# Golf



## AceCo55 (Jan 26, 2012)

A few shots of local players

#1 Wish the guy in background hadn't walked into the shot!




#2




#3




#4




#5  Long putt has the ball finishing an inch from dropping in!


----------



## polymoog (Jan 26, 2012)

Nice series  I love the expressions and body positions. Slight over exposure in nr 3 maybe, otherwise good job


----------



## AceCo55 (Jan 26, 2012)

Thanks for the observations - much appreciated.


----------



## bogeyguy (Jan 26, 2012)

Ha, ha, the only one that  even looks like a golfer is the young man in photo 1.


----------



## brian_f2.8 (Jan 26, 2012)

I agree, if you're going to shoot golf with all respect you need better models. None the less the other guys don't help.


----------



## cnutco (Jan 26, 2012)

Did you use the 200-400?


----------



## AceCo55 (Jan 27, 2012)

cnutco said:


> Did you use the 200-400?



No, I used the 70-200. Small town - everyone knows everyone. Used to be a member so they tolerate me with good humour!!


----------



## CMfromIL (Jan 27, 2012)

#5 either missed the shot or is calling in the cattle for feeding time. 

It made me laugh, thanks for the post!


----------



## cnutco (Jan 27, 2012)

AceCo55 said:


> Nikon D300 (x2)
> Nikon lenses: 14-24mm | 24-70mm | 70-200mm | 105mm macro | 200-400mm
> Speedlights: SB900 | SB600
> Usual accessories



I admire your lenses!  How about a photo of your set-up and how you carry all that?


----------



## AceCo55 (Jan 29, 2012)

cnutco said:


> AceCo55 said:
> 
> 
> > Nikon D300 (x2)
> ...



I am a very lucky man. I used to have Pentax system which was really limiting my Aussie Rules photography. It was my wife who said go and get the lens you need. I told her it would be expensive and I would have to change over all my gear to Nikon. She just said "do it" ... and I didn't need to ask twice. I bought the 14-24mm lens a few months ago after saving up for a year or so.
Pack most of it in a ThinkTank Airport Security V2 bag. Haven't re-arranged it to fit the 14-24mm lens yet ... and of course the 200-400 has its own bag. 
Anyway here are a few photos of my gear - my wife was out so I couldn't use her P&S to take the shots. So had to use one of the D300.
☆ ☆ ☆ ☆ ☆
**CHALLENGES**
(1) In the golf forum thread, which lens did AceCo55 say was used for the golf shots?
(2) List every Nikon lens named in the gear list that cnutco quotes in the golf forum thread.
(3) Write the next part of the golf forum thread, starting after its final sentence.

**DATASET CONTENT**
☆ ☆ ☆ ☆ ☆
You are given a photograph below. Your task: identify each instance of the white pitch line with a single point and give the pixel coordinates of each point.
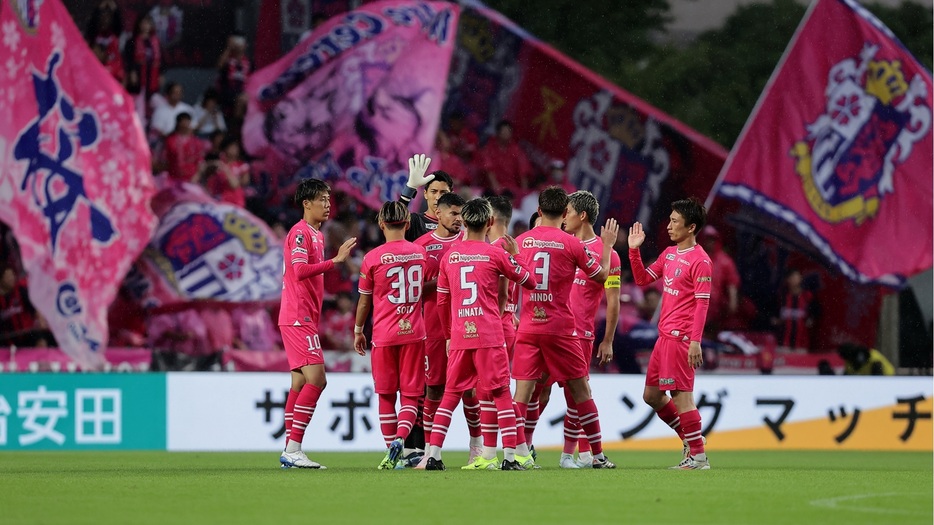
☆ ☆ ☆ ☆ ☆
**ANSWERS FOR THE EXERCISE**
(1) The 70-200mm lens.

(2) 14-24mm, 24-70mm, 70-200mm, 105mm macro, 200-400mm

(3)
#1 Very embarrassed about the camera shake here!!!! I had packed all the gear away so this is it I'm afraid!




#2 




#3 




#4


----------



## Tony S (Jan 29, 2012)

Good series on the duffers out hacking away...

Just be glad you weren't shooting Tiger before he struck the ball...  any shooting during the swing will get you a good foul mouthed rant. Etiquitte for shooting on the course is to not shoot during the swing until the ball has been struck unless you are a fair distance off with a long telephoto.
Woods: Shutter snap at No. 9 halted momentum - Golf - ESPN  Ohhh and don't even mess with a picture of John Daly swinging, he tends to like tossing cameras.  lol


----------



## AceCo55 (Jan 29, 2012)

To be honest, I think the Pros are a bit precious about the no noise thing. These are supposed to be elite athletes and given the money they earn surely they are able to concentrate/focus and block out external noises. I don't believe any person in the world is physically capable of pulling out of their shot when the clubhead is three quarters through their downswing - and that's when I start hitting the shutter. For these guys, I'd use the long lens ... and stay out of clubs reach! (end of "rant" ... )
Anyway ... all my local duffers are OK with me there and that suits me down to the ground.


----------



## polymoog (Jan 30, 2012)

Nice setup  Interesting about golfers worrying about the shutter noise ... wonder if snooker players have the same problem? Because in there in a silent hall, I'm sure it would be easier to hear, than outdoors on a green or fairway


----------



## BigknockHawk (Feb 2, 2012)

#1 - Decent form, but watch your back.  That reverse "C" will cause you problems in the future.
#2 - Ummmm, CHUNK!!
#3 - That ball was hooking into the woods as soon as he hit it.
#4 - No power.  Weight it on his back foot.
#5 - You miss 100% of the putts you leave short!!

LOL!


----------



## cnutco (Feb 3, 2012)

AceCo55 said:


> cnutco said:
> 
> 
> > AceCo55 said:
> ...


----------



## imagemaker46 (Feb 11, 2012)

It appears that you have the gear, what you haven't quite yet aquired is the skills to use it. The first shot has nothing to do with the guy walking into the frame, but more that it's really late,the second shot, no ball, no shot.  The next two, are motor drives and a hope to get the ball in, and the last one  says nothing about golf.  My only advice is to look at golf photos and take what you see to the course, you have a lens long enough to do the job.


----------



## EIngerson (Feb 12, 2012)

Nice series!


----------



## FilmaTroy (Feb 13, 2012)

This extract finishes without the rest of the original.